-- Supplied text follows --
Warning message

Please note that this page is from our archives. There may be more up-to-date content about this topic on our website. Use our search engine to find out.

In a major victory for health care workers, the Vancouver Coastal Health Authority has been ordered to stop engaging in practices that punish workers for being sick or injured.

In response to a grievance launched last year by the Hospital Employees’ Union (HEU) and other health unions, arbitrator Vince Ready has ruled that the health authority must end the practice of denying overtime, reducing hours or threatening to fire workers for illness or injury.

Under the health authority’s so-called Attendance Wellness Program, OT bans and reduced hours are put in place automatically for workers who experience higher than average sick time usage.

Ready ordered that the practice be stopped effective January 18 and that all OT bans should be lifted and that any worker that has had their hours reduced under the program should have them reinstated.
-- Supplied text concluded --
-- Data extract follows --
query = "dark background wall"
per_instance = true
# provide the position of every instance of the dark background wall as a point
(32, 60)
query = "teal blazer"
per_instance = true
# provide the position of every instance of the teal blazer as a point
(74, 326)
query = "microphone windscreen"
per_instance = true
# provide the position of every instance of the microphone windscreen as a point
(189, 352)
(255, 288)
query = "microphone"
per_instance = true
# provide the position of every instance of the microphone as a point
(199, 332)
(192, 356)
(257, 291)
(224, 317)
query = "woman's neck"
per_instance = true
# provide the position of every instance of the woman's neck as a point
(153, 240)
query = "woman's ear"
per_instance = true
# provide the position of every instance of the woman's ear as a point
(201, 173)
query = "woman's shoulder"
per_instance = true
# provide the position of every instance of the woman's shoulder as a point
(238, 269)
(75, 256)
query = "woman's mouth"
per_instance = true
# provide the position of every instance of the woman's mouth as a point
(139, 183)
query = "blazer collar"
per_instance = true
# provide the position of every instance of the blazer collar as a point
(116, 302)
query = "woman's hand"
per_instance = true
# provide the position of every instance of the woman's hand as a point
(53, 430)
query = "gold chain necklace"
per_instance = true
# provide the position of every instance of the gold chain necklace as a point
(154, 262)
-- Data extract concluded --
Exercise aim:
According to the article on the arbitration ruling, from what date must the Vancouver Coastal Health Authority stop the practice?

Result of the exercise:
January 18.